— Work to complete —
Switch "twig" to "branch" in the lines from the start of the items up to and including the line with "M117 160L117 161L115", and give those lines again with everything else unchanged. Leave the pictures out of your answer.

— Records for processing —

>> Start

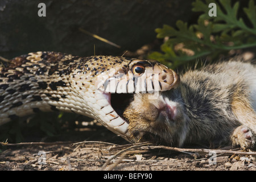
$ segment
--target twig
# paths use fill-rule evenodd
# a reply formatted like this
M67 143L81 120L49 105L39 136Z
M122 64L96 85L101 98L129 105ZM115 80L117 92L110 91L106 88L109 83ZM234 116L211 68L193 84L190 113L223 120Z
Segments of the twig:
M97 35L94 34L92 34L91 32L89 32L88 31L86 31L85 30L84 30L84 29L83 29L82 28L79 28L79 30L80 31L81 31L81 32L83 32L84 34L86 34L87 35L89 35L90 36L92 36L92 37L94 37L94 38L97 39L98 39L98 40L100 40L101 41L105 42L105 43L108 43L109 44L110 44L112 46L114 46L115 47L117 47L117 48L121 48L120 46L118 46L117 44L115 44L114 43L113 43L113 42L110 42L109 40L108 40L106 39L102 38L100 37L98 35Z
M5 58L3 57L2 57L1 56L0 56L0 59L5 62L7 62L7 63L10 62L10 61L8 59L7 59L6 58Z
M150 142L142 142L142 143L129 143L129 144L123 144L123 145L121 145L121 146L118 146L117 147L112 147L112 148L109 149L109 151L112 152L113 151L115 151L115 150L117 150L124 148L127 147L135 146L138 146L138 145L141 145L141 144L148 144L148 145L149 145L149 144L152 144L152 143L150 143Z
M216 154L222 154L223 155L256 155L256 152L242 152L242 151L235 151L231 150L218 150L218 149L206 149L206 148L181 148L177 147L171 147L164 146L147 146L141 147L141 149L166 149L177 152L198 152L199 154L208 154L210 152L215 152Z
M19 143L8 143L0 142L0 144L3 146L30 146L30 145L52 145L59 144L69 144L72 143L72 142L24 142Z
M93 143L106 144L110 144L110 145L113 145L113 146L119 146L119 144L117 144L109 143L109 142L101 142L101 141L84 141L84 142L73 143L72 144L72 145L75 146L77 144L84 144L84 143Z
M117 160L117 161L115 161L114 164L113 165L112 165L108 169L108 171L112 171L115 167L115 166L117 166L119 162L122 160L122 159L123 159L123 158L125 157L125 156L127 154L126 152L123 153L121 156Z
M134 144L133 146L126 148L123 150L121 150L121 151L119 151L118 152L117 152L115 155L111 156L108 160L104 164L103 164L103 166L101 167L101 168L100 169L100 171L103 171L105 169L105 168L106 168L106 166L107 166L108 164L109 164L109 163L111 162L111 160L114 159L114 158L115 158L116 156L117 156L118 155L122 154L127 151L129 151L130 150L131 150L132 148L138 148L138 147L141 147L143 146L144 145L147 145L148 144L148 143L146 142L145 143L136 143L135 144Z

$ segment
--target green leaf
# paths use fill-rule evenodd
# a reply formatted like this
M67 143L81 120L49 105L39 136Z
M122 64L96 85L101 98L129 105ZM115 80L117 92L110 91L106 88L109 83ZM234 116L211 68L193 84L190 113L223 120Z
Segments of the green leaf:
M250 1L249 7L245 7L243 10L253 24L253 27L256 28L256 6L254 5L254 1Z
M217 16L209 16L210 3L216 4ZM158 38L169 39L161 46L162 52L154 52L151 57L168 60L174 68L200 56L216 56L217 53L256 46L256 6L253 0L250 1L248 7L242 9L251 27L240 16L238 1L232 4L230 0L196 0L192 6L192 11L202 13L197 23L189 25L177 20L176 27L164 24L156 28Z

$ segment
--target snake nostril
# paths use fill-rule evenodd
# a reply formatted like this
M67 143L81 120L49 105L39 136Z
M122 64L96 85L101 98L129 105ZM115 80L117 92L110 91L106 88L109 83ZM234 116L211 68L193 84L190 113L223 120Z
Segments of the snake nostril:
M162 78L163 80L166 80L166 78L167 77L167 75L166 74L164 74L163 75L162 75Z

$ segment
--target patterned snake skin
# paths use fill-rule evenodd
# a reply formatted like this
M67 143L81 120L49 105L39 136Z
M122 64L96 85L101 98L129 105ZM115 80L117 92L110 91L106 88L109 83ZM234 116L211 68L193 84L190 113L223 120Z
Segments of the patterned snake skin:
M64 111L96 119L129 141L129 123L113 108L112 94L168 90L179 81L155 60L30 53L0 68L0 125L40 111Z

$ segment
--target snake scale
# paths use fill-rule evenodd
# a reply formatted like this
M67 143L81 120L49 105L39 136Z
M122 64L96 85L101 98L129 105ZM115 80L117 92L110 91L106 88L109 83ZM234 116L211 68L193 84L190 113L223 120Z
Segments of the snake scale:
M155 60L29 53L0 68L0 125L39 111L73 112L130 141L129 123L113 108L112 95L168 90L179 80Z

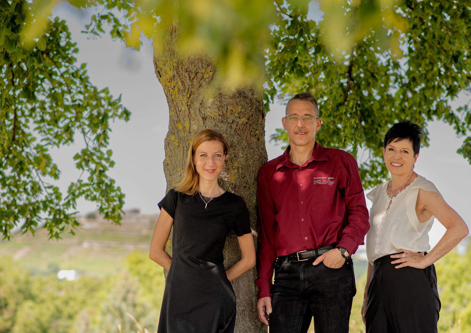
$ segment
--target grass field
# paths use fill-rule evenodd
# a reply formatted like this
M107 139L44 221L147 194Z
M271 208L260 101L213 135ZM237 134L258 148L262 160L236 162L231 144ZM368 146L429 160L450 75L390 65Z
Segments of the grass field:
M60 270L73 269L79 276L101 277L122 270L124 260L132 251L147 253L153 229L152 223L123 223L120 226L98 222L92 228L79 228L75 236L65 234L59 240L48 240L44 230L38 230L34 236L16 234L10 241L0 241L0 256L12 256L33 275L57 274ZM352 310L350 332L357 333L363 332L363 324L357 321L361 320L359 313L364 288L364 285L361 285L364 279L361 277L367 262L358 258L354 260L356 278L359 282ZM159 275L157 293L161 296L164 280L163 274ZM160 306L156 304L157 308ZM310 333L313 332L311 324Z

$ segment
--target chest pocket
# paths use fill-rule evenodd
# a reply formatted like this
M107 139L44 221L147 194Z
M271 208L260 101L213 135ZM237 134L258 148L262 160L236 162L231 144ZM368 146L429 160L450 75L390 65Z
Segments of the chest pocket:
M313 186L311 203L313 211L326 214L332 210L337 192L336 185L334 183L332 185L316 184Z

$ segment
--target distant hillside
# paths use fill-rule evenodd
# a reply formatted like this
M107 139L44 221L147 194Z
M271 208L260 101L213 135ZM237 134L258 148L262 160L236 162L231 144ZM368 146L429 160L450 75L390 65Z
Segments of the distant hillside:
M0 256L12 256L33 274L73 269L79 275L101 276L119 270L122 259L133 250L148 251L158 218L133 210L118 225L90 213L78 217L74 236L48 240L47 230L40 229L34 236L17 233L10 241L0 241Z
M158 217L132 210L118 225L97 213L89 213L77 218L80 226L75 236L65 234L62 239L48 240L47 231L42 229L34 236L16 233L9 241L0 241L0 256L12 256L34 274L75 270L79 276L103 276L121 269L122 260L133 250L148 253ZM354 255L357 279L367 268L364 254Z

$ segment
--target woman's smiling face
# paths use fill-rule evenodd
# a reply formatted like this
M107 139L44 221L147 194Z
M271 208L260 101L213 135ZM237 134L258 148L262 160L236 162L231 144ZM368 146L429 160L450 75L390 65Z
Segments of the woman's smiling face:
M410 174L418 156L414 154L412 142L408 139L393 140L383 148L386 168L391 174L397 176Z
M207 181L217 179L226 156L222 143L217 140L204 141L198 146L193 161L200 177Z

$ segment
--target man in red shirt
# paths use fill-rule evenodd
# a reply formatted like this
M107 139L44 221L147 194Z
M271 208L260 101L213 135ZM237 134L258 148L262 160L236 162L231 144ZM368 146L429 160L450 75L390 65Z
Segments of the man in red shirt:
M290 145L259 172L257 307L270 333L307 332L313 317L316 333L349 331L368 210L355 159L316 142L318 116L311 93L290 100Z

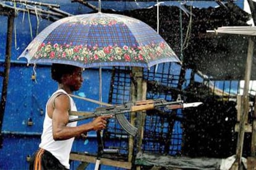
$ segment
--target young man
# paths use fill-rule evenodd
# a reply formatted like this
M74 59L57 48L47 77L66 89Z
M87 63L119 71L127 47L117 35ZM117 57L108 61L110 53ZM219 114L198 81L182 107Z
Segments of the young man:
M111 117L97 117L79 126L77 122L69 123L70 119L77 116L69 115L69 111L77 111L77 108L68 94L80 89L83 81L82 75L82 68L53 64L51 77L58 83L58 88L47 102L41 143L30 163L30 169L69 169L74 137L90 131L103 129L106 119Z

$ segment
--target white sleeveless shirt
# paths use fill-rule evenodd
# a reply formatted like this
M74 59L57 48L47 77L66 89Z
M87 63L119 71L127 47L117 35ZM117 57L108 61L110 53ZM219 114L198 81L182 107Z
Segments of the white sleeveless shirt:
M67 93L65 91L59 89L52 94L51 98L56 93L64 93L67 95ZM71 110L77 111L77 107L73 99L69 95L68 96L70 98ZM49 101L49 99L48 102ZM47 104L45 110L43 133L41 136L41 143L39 145L39 147L51 153L51 154L59 160L62 165L66 168L69 169L69 154L71 151L74 137L64 140L54 140L53 137L52 119L49 117L47 113ZM77 116L69 116L69 119L77 117ZM69 123L67 124L67 126L74 127L77 126L77 121Z

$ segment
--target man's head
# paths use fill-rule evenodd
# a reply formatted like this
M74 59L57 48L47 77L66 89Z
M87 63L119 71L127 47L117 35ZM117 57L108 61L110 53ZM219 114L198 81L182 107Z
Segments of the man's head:
M83 81L82 68L69 65L53 63L51 78L59 84L69 86L71 91L78 91Z

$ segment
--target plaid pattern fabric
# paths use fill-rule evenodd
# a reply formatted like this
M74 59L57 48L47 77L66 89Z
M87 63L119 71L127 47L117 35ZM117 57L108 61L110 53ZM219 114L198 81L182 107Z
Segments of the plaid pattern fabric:
M82 67L181 62L150 26L124 15L92 14L59 20L43 30L22 54L30 63Z

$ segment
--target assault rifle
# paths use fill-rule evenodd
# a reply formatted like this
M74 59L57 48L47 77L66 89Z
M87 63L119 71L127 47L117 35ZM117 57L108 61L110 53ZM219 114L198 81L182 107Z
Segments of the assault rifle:
M168 110L184 108L197 107L200 104L202 104L202 102L184 103L179 97L174 102L166 102L164 99L159 99L137 101L135 102L126 102L124 104L98 107L96 108L94 112L70 111L71 115L82 116L70 119L69 122L74 122L103 115L113 115L117 119L120 126L124 130L130 135L135 136L138 129L132 126L127 119L124 115L126 113L159 109L163 107Z

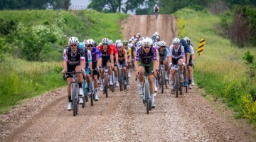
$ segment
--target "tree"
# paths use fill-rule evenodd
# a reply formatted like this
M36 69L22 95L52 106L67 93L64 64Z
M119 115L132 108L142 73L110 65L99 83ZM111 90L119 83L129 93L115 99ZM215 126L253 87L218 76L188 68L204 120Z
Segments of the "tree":
M68 0L69 6L70 0ZM0 0L1 9L64 9L64 0Z

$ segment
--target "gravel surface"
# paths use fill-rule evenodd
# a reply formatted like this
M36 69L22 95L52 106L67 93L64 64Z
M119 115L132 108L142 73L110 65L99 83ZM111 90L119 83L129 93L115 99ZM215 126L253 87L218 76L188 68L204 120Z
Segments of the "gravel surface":
M147 16L154 19L154 16ZM151 26L157 27L152 23L156 22L146 21L147 16L132 16L129 18L139 19L140 23L136 25L151 23ZM172 17L159 15L159 21L169 25L175 23L174 18L166 20L164 16ZM133 27L134 22L128 20L122 23L124 27L125 24ZM138 28L130 32L145 34ZM158 31L163 35L172 32L160 29ZM125 33L129 32L126 31ZM100 100L95 102L94 106L87 103L85 109L80 106L75 117L73 111L67 110L65 89L28 99L1 114L0 141L256 141L255 131L250 125L243 120L235 120L223 104L208 102L201 95L203 91L196 86L178 98L171 94L169 89L164 89L164 94L159 92L156 109L146 114L134 77L130 82L127 90L120 92L117 87L108 98L100 92Z

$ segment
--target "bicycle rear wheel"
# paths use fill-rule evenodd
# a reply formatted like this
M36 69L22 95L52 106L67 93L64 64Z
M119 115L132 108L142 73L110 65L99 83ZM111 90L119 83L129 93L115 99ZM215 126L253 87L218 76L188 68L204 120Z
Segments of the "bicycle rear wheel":
M72 107L73 110L73 116L75 116L77 114L77 110L76 110L76 100L75 100L75 95L77 93L75 84L72 83L71 84L71 98L72 98Z
M161 93L164 93L164 72L161 71Z
M146 114L149 114L149 95L150 95L150 92L149 92L149 82L145 82L145 90L144 90L144 93L145 93L145 101L146 101Z

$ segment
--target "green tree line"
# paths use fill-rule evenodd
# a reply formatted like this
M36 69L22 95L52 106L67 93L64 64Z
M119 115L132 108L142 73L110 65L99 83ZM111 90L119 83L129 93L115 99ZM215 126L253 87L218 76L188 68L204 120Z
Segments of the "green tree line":
M67 0L68 6L70 0ZM0 10L3 9L64 9L65 0L0 0Z

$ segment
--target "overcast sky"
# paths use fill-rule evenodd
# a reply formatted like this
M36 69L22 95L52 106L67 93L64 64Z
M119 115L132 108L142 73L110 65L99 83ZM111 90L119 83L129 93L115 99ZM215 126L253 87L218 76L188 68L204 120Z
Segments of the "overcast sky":
M87 6L90 0L71 0L71 5Z

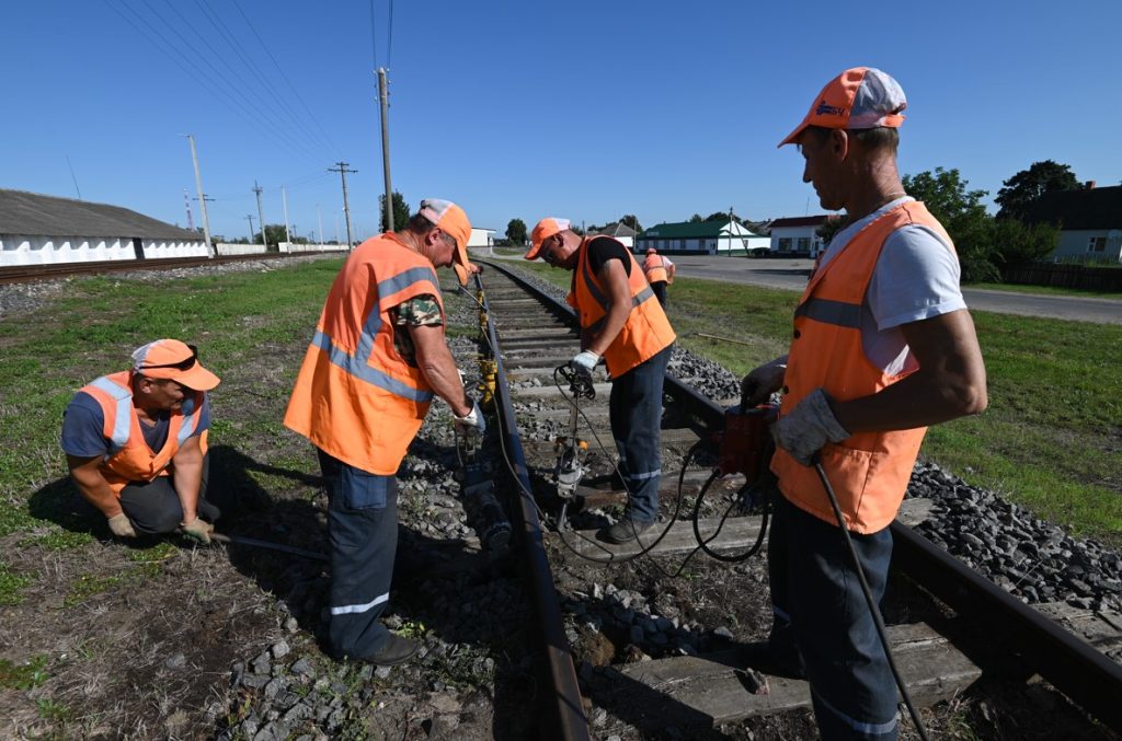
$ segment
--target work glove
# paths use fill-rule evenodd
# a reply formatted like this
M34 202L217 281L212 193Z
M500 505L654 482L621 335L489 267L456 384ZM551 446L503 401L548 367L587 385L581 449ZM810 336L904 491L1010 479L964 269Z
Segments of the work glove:
M118 538L135 538L137 537L137 531L132 529L132 522L129 520L128 515L121 512L114 517L109 518L109 529Z
M772 427L772 434L775 444L802 465L813 463L816 454L826 443L839 443L849 437L830 410L829 400L821 389L815 389L794 409L780 417Z
M462 417L452 415L452 419L456 420L456 428L465 435L479 435L481 437L487 432L487 418L479 410L478 401L471 402L471 411Z
M190 522L180 524L180 531L192 540L197 540L203 545L210 545L210 534L214 531L214 526L197 517Z
M773 392L783 387L783 376L787 373L785 361L785 358L776 358L741 379L741 408L743 410L760 406Z
M592 379L592 369L600 362L600 356L591 350L582 350L569 361L569 367L588 380Z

>> End

— Written response —
$ segment
--target branch
# paths use fill-rule evenodd
# a reply formatted like this
M67 143L81 120L49 105L39 136Z
M122 64L96 85L101 98L129 105ZM115 80L117 92L110 91L106 88L109 83ZM234 116L211 68L193 84L190 113L223 120Z
Segments of the branch:
M97 35L94 34L92 34L91 32L89 32L88 31L86 31L85 30L84 30L84 29L83 29L82 28L79 28L79 30L80 31L81 31L81 32L83 32L84 34L86 34L87 35L89 35L90 36L92 36L92 37L94 37L94 38L97 39L98 39L98 40L100 40L101 41L105 42L105 43L108 43L109 44L110 44L112 46L114 46L115 47L117 47L117 48L121 48L120 46L118 46L117 44L115 44L114 43L113 43L113 42L110 42L109 40L108 40L106 39L102 38L100 37L98 35Z
M5 58L3 57L2 57L1 56L0 56L0 59L5 62L7 62L7 63L10 62L10 61L8 59L7 59L6 58Z
M150 142L142 142L142 143L129 143L129 144L123 144L123 145L121 145L121 146L118 146L117 147L112 147L112 148L109 149L109 151L112 152L113 151L115 151L115 150L117 150L124 148L127 147L135 146L138 146L138 145L141 145L141 144L148 144L148 145L149 145L149 144L152 144L152 143L150 143Z
M216 154L222 154L223 155L256 155L256 152L242 152L242 151L235 151L231 150L218 150L218 149L206 149L206 148L181 148L177 147L171 147L164 146L147 146L141 147L141 149L166 149L177 152L198 152L199 154L208 154L210 152L215 152Z
M19 143L8 143L0 142L0 144L3 146L30 146L30 145L52 145L59 144L69 144L72 143L72 142L24 142Z
M93 143L106 144L110 144L110 145L113 145L113 146L119 146L119 144L117 144L109 143L109 142L101 142L101 141L84 141L84 142L73 143L72 144L72 145L75 146L77 144L84 144L84 143Z
M117 160L117 161L115 161L114 164L113 165L112 165L108 169L108 171L112 171L115 167L115 166L117 166L119 162L122 160L122 159L123 159L123 158L125 157L125 156L127 154L126 152L123 153L121 156Z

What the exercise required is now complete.